> [PARTS OF THE EXERCISE]:
1. Answer these questions using the glioblastoma gene therapy article:
(a) Which organization awarded the U01 Grant?
(b) What is the mean survival of glioblastoma patients from the time of diagnosis?
(c) What does the trial's Phase 1 focus on?
2. Extend the glioblastoma gene therapy article from where it stops.

> [SELECTED TEXT]:
# # # #
Researchers test novel gene therapy for glioblastoma
A novel gene therapy clinical trial at University Hospitals Seidman Cancer Center and the Case Comprehensive Cancer Center is showing promising results, garnering funding with a prestigious U01 Grant from the National Cancer Institute. The trial focuses on turning patients with a poor prognosis into those with a good prognosis.
This trial involves glioblastoma multiforme (GBM), the deadliest form of brain cancer and among the most difficult cancers to treat. The mean survival from the time of diagnosis is only about one year. In the trial’s Phase 1, which focuses on assessing safety rather than clinical benefit, median survival of GBM patients was 3.5-fold the expected survival based on published modeling studies with actual data from patients with similar situations in randomized clinical trials.
# # # #
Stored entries
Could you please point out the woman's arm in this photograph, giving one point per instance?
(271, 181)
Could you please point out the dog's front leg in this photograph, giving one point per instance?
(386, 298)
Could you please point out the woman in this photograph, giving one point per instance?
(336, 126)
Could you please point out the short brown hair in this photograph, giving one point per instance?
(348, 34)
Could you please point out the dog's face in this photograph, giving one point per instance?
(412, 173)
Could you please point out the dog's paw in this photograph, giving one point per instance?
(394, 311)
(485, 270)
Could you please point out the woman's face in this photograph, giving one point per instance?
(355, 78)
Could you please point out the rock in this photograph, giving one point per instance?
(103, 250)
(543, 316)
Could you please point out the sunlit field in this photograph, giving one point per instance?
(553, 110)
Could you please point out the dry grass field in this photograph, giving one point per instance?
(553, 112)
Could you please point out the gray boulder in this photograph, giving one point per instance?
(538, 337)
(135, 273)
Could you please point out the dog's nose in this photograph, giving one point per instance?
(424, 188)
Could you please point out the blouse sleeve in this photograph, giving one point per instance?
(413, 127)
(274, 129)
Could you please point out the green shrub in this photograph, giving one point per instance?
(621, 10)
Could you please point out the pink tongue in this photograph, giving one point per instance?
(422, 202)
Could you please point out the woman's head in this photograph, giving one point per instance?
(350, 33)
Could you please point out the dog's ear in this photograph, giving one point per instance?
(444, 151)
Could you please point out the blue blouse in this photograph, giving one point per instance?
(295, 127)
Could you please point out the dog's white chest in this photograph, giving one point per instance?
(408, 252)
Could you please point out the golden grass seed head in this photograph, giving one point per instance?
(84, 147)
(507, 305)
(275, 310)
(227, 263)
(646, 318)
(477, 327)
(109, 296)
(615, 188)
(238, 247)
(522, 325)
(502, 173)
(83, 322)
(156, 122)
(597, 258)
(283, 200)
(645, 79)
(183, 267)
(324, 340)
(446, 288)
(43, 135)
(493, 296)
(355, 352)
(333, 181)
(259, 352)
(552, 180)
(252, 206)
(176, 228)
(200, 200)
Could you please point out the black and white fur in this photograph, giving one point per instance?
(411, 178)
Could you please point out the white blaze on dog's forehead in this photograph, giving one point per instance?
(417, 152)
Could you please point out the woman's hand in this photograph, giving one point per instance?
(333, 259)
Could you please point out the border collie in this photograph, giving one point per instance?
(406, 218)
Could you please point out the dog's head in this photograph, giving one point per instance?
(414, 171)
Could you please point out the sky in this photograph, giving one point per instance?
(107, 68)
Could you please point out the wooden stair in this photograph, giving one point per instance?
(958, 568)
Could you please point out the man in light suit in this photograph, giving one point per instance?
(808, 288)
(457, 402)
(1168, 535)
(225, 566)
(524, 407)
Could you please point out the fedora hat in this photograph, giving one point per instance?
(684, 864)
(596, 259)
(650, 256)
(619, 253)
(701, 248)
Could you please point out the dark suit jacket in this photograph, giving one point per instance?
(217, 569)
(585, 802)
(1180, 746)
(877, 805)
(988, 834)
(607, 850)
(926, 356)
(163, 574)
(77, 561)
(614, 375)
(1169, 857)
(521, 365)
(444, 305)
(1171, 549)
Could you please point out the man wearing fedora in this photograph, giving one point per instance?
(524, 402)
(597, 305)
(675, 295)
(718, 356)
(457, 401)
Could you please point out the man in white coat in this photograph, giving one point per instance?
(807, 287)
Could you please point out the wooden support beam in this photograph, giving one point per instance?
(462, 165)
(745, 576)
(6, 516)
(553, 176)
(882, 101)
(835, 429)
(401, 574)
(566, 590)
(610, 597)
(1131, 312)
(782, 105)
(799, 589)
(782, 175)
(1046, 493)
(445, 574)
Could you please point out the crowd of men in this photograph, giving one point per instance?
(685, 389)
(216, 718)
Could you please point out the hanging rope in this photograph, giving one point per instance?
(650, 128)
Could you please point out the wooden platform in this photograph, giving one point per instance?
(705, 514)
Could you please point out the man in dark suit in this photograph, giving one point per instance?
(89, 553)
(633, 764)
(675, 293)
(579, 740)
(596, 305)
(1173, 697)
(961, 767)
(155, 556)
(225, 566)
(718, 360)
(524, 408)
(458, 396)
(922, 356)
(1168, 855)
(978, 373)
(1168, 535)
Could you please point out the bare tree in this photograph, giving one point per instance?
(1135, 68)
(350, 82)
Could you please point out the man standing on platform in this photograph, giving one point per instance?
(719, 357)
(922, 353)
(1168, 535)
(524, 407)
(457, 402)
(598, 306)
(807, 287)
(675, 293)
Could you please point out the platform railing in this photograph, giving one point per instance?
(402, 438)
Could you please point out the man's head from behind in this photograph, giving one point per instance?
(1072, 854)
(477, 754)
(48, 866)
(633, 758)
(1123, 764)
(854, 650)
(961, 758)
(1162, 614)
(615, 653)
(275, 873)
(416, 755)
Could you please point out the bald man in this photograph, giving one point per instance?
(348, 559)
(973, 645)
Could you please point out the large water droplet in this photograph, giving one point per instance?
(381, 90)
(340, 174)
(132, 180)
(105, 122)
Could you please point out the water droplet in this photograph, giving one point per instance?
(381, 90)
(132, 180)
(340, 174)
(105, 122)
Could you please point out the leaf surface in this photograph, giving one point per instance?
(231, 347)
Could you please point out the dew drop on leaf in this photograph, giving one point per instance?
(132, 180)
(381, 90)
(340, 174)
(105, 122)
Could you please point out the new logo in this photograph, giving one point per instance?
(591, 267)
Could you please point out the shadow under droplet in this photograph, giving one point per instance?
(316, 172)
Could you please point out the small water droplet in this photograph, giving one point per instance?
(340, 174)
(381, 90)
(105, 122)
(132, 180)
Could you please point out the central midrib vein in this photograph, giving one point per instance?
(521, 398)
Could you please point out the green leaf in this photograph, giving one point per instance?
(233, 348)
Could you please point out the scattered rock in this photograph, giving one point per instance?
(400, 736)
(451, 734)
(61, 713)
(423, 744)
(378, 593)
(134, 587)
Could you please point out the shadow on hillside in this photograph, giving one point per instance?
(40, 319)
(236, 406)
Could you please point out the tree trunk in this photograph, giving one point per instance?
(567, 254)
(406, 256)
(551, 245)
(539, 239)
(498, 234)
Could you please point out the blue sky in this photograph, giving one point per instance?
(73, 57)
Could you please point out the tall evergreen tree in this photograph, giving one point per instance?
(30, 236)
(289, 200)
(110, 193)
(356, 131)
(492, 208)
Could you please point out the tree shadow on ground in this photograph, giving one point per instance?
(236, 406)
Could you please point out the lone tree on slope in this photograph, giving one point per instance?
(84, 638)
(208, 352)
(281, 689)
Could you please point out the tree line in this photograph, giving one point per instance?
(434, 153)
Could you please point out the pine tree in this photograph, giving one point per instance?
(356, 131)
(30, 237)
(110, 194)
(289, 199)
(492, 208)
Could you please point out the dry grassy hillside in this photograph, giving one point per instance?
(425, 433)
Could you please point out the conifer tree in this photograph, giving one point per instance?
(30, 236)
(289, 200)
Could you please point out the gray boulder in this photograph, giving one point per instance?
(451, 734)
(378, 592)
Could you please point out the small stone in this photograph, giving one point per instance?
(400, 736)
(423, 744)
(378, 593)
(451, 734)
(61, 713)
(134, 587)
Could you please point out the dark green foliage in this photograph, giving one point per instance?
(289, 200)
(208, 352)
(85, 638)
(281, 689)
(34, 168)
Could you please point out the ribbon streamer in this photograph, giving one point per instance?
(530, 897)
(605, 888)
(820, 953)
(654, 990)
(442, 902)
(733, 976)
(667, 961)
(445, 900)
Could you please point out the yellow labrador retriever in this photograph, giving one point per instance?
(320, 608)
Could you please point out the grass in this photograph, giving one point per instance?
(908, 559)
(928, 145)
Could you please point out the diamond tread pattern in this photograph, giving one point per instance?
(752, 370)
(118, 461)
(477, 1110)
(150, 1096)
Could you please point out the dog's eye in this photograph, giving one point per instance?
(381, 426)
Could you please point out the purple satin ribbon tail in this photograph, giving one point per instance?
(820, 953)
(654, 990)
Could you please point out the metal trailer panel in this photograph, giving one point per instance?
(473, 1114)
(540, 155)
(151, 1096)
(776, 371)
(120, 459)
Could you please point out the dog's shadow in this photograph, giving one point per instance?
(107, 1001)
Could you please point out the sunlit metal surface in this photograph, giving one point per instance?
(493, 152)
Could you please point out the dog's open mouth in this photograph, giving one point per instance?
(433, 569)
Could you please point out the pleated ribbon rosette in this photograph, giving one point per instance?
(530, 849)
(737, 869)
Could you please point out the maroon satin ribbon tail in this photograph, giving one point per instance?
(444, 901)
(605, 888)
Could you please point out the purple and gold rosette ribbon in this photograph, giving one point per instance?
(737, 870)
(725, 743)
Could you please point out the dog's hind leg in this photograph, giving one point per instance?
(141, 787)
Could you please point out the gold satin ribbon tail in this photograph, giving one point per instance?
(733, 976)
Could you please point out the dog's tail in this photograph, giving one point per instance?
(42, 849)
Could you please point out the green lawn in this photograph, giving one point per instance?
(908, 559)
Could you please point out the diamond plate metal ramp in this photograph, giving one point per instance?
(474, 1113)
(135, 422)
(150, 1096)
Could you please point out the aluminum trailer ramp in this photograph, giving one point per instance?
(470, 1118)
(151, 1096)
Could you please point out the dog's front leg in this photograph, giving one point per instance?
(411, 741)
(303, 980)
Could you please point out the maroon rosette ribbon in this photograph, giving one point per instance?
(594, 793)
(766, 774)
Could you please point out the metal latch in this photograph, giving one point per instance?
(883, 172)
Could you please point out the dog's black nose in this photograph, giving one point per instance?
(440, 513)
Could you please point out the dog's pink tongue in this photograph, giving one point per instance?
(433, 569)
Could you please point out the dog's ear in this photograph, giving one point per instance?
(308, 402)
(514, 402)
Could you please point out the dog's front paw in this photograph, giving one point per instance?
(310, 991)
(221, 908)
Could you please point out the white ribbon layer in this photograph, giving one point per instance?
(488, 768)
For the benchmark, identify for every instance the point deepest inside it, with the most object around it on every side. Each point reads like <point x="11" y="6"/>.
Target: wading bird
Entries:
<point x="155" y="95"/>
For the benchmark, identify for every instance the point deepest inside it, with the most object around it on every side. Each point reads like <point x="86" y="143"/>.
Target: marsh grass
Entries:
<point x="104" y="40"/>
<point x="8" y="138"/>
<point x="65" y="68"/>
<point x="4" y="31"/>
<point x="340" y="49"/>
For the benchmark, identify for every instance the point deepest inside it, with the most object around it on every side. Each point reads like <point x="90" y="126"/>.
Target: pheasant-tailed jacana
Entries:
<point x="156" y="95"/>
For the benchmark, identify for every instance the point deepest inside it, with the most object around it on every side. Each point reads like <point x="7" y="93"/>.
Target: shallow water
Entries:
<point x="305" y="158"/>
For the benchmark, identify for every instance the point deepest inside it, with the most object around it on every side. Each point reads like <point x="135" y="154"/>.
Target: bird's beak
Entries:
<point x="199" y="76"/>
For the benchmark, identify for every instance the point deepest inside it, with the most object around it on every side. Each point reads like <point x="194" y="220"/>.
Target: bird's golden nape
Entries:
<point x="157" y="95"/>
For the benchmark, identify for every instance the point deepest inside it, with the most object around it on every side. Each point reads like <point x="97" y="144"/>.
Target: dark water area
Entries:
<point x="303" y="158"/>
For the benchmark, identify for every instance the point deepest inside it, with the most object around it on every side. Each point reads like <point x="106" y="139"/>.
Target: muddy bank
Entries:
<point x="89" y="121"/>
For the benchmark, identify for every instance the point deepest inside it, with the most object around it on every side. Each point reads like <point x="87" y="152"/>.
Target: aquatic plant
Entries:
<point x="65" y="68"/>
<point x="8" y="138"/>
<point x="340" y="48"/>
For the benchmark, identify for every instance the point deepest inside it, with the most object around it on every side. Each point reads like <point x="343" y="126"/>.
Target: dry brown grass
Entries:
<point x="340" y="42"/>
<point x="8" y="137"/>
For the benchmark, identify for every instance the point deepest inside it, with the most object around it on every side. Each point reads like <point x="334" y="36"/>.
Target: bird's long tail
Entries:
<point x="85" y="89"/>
# # # #
> [RESPONSES PER TASK]:
1.
(a) The National Cancer Institute.
(b) Only about one year.
(c) Assessing safety rather than clinical benefit.

2.
A $2.7 million grant to further the gene therapy study was awarded to Andrew E. Sloan, MD, Director of the Brain Tumor & Neuro-Oncology Center and the Center of Excellence for Translational Neuro-Oncology (CETNO) at UH Cleveland Medical Center and UH Seidman Cancer Center, and Stanton Gerson, MD, Director of the Case Comprehensive Cancer Center. Results of the Phase 1 clinical trial will be shared on June 2 at the American Society of Clinical Oncology’s annual meeting in Chicago.
Their trial centers on the efficacy of the chemotherapeutic agents O-benzylguanine (BG) and temozolomide (TMZ) and repair enzyme MGMT, known to be an important prognostic indicator in GBM.
Since 2005, physicians have found GBM patients fall into one of two categories. Patients whose MGMT promotor is methylated and thus don’t produce much of the repair enzyme MGMT comprise the “good prognosis” group. For these patients, chemotherapy and radiation work well, and almost 50 percent of them live for two years. About 55 percent of patients, however, are unmethylated and make considerable MGMT that protects the tumor from chemotherapy. This “poor prognosis” group has a median survival of only 13.8 months.
“We began to wonder if we could convert patients from ‘poor prognosis’ to ‘good prognosis’ by inhibiting MGMT with BG,” Dr. Sloan said. “BG has two different effects: 1) It disables the tumor from repairing the damage induced by chemotherapy, and 2) By poisoning the bone marrow, the BG makes the body more sensitive to the side effects of radiation therapy.
“What if we could separate those two populations—the tumor and the bone marrow—and treat them as different compartments in the body?”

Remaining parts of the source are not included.